• [Set problem]: Rewrite every item with "write the coordinates" replaced by "list the coordinates", leaving everything else unchanged.

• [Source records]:
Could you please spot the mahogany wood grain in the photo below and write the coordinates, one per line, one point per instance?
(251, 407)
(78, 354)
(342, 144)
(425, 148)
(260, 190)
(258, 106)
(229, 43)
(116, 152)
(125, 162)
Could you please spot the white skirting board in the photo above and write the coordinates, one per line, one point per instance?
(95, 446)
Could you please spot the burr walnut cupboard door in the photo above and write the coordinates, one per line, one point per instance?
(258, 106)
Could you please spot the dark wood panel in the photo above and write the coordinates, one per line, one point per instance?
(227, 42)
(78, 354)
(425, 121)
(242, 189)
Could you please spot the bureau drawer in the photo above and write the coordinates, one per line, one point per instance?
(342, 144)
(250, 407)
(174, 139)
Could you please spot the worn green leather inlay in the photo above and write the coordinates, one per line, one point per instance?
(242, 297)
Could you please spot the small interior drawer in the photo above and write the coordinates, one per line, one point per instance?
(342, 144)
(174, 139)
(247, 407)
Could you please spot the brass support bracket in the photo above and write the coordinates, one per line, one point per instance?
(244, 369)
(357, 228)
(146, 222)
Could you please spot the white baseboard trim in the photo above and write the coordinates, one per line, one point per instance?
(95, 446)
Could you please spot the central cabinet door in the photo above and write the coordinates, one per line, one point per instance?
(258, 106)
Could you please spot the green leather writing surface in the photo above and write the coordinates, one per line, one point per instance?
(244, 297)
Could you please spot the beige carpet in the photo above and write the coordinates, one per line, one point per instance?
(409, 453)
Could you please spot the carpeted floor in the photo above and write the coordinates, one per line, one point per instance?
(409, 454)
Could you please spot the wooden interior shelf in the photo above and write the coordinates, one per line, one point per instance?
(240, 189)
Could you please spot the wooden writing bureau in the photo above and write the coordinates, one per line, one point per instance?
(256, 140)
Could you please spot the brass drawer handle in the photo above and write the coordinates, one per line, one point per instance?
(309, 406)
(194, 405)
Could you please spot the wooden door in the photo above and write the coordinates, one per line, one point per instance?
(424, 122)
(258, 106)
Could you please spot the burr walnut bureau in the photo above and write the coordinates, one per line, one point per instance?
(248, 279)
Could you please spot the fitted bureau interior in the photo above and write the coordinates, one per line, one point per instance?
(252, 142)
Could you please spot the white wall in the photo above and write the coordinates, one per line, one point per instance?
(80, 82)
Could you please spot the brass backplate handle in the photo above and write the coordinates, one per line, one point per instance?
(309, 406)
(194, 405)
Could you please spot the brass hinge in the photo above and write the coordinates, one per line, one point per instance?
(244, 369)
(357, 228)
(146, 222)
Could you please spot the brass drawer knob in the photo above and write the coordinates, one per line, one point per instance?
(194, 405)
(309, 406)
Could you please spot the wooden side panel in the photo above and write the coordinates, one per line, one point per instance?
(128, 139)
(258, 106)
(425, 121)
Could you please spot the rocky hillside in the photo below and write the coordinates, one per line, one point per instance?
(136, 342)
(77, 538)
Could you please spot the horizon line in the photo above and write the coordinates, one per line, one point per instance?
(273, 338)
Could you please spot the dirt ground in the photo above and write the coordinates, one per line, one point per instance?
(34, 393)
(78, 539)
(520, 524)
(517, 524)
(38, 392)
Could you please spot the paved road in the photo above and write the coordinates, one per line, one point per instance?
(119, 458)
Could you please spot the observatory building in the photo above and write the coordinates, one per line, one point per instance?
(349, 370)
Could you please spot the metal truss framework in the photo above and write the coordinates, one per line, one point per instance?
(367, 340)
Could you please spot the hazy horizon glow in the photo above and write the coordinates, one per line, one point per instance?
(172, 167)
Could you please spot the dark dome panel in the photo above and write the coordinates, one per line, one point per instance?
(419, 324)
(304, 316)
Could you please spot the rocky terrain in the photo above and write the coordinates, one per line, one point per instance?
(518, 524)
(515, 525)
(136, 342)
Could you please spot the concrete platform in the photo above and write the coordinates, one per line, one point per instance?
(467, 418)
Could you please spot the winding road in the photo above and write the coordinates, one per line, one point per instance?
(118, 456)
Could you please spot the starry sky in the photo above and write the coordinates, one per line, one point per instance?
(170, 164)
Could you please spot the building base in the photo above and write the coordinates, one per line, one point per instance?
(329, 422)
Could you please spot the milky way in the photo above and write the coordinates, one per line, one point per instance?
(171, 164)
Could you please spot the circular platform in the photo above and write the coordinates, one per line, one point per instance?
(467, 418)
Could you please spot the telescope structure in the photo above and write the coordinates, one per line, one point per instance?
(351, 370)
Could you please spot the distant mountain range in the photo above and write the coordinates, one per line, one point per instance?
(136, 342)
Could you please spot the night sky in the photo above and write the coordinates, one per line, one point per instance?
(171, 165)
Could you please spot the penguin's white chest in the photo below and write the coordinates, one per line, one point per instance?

• [Completed task]:
Could you please spot the mahogany wood grain in the photo below and list the coordinates, one per line, one point per instance?
(251, 407)
(78, 354)
(342, 144)
(425, 148)
(260, 190)
(258, 106)
(229, 43)
(116, 152)
(125, 162)
Could you please spot the white skirting board in the photo above and list the coordinates, one per line, one point per instance?
(95, 446)
Could you please spot the burr walnut cupboard door in the photo above and list the coordinates, one per line, one point per instance?
(258, 106)
Could you please spot the dark wood panel in the photo above and list the coordinates, one per line, one point per instance?
(227, 42)
(78, 354)
(425, 121)
(242, 189)
Could you please spot the bureau drawer in the photo above and list the coordinates, one per line, one point per instance?
(342, 144)
(250, 407)
(174, 139)
Could you please spot the worn green leather inlay in the photo above and list the coordinates, one per line, one point per instance?
(242, 297)
Could you please spot the small interior drawer in the photo above and list the coordinates, one per line, one point per instance?
(342, 144)
(174, 139)
(247, 407)
Could you please spot the brass support bracket in the photo above and list the coordinates, one per line, one point per instance?
(244, 369)
(357, 228)
(146, 222)
Could you please spot the white baseboard trim in the photo above and list the coordinates, one per line, one point per instance?
(95, 446)
Could you please spot the central cabinet door in the photo above and list the coordinates, one per line, one point per instance?
(258, 106)
Could you please spot the green leather writing surface in the photo above and list the coordinates, one per line, one point per instance?
(244, 297)
Could you please spot the beige carpet in the photo above and list the coordinates, one per line, one point per instance?
(409, 453)
Could you please spot the carpeted floor in the photo above and list the coordinates, one per line, one point per instance?
(409, 454)
Could you please spot the wooden interior shelf in the photo above and list the coordinates, one per line, one point per instance?
(240, 189)
Could you please spot the wooden writing bureau in the photo above and list the coordinates, one per line, one point per instance?
(256, 140)
Could you please spot the brass drawer handle in the photo above and list the coordinates, one per line, one point per instance?
(309, 406)
(194, 405)
Could you please spot the wooden door in the photo above and list the coordinates, one per line, one point per instance?
(424, 122)
(258, 106)
Could you please spot the burr walnut bureau in the photo above and list the coordinates, one per line, one point per instance?
(248, 279)
Could you please spot the fitted bureau interior in the photo above and list the coordinates, one per line, one point per instance?
(252, 142)
Could you please spot the white wall in the photo above and list the coordinates, one per line, one point per instance?
(80, 82)
Could you please spot the brass backplate handle in the photo above and list the coordinates, one per line, one point per instance?
(309, 406)
(194, 405)
Could you please spot the brass hinge in the photo above and list the coordinates, one per line, one point per instance?
(244, 369)
(357, 228)
(146, 222)
Could you please spot the brass drawer knob in the photo above and list the coordinates, one per line, one point per instance?
(194, 405)
(309, 406)
Could you please spot the wooden side panel in the photo above and list the coordinates, one per line, one point per instance?
(128, 139)
(258, 106)
(425, 121)
Could you please spot the rocky hillside in the photo below and list the coordinates, one per line, one point per instance?
(136, 342)
(77, 538)
Could you please spot the horizon line in the photo above and list the coordinates, one per line, one point per instance?
(273, 338)
Could you please spot the dirt ground in the photo above and list the coordinates, one per line, one point per instance?
(34, 393)
(78, 539)
(520, 524)
(517, 524)
(38, 392)
Could you please spot the paved road in the photo above and list the coordinates, one per line, one point per instance?
(119, 458)
Could you please spot the observatory building in the photo above and list the coordinates, one per line, one point per instance?
(349, 370)
Could you please spot the metal truss framework in the photo above and list the coordinates, one per line, one point per instance?
(367, 340)
Could you please spot the hazy horizon glow in the photo above and list the coordinates, one per line, one point per instance?
(172, 167)
Could you please spot the dark dome panel in the photo above and list the coordinates, one per line, one point per instance?
(419, 324)
(304, 316)
Could you please spot the rocky terrain in the photo above and list the coordinates, one per line, one point per instance?
(518, 524)
(515, 525)
(136, 342)
Could you please spot the concrete platform in the photo above and list the coordinates, one per line, one point per instance?
(467, 418)
Could you please spot the winding road in the photo above and list the coordinates, one per line, one point per instance?
(118, 456)
Could you please spot the starry sky in the photo above and list the coordinates, one per line, one point per instance?
(170, 164)
Could you please spot the building base in the photo above and list the coordinates, one per line, one point per instance?
(329, 422)
Could you please spot the milky way in the photo above and list the coordinates, one per line, one point per instance?
(171, 164)
Could you please spot the circular platform in the photo above and list the coordinates, one per line, one point per instance?
(467, 418)
Could you please spot the telescope structure in the photo above and list the coordinates, one per line, one point per instance?
(351, 370)
Could you please spot the distant mountain range in the photo above and list the coordinates, one per line, one point per instance?
(136, 342)
Could you please spot the night sky in the photo above and list the coordinates, one per line, one point per instance?
(171, 165)
Could you please spot the penguin's white chest in the photo below and list the coordinates, one per line, one point per instance?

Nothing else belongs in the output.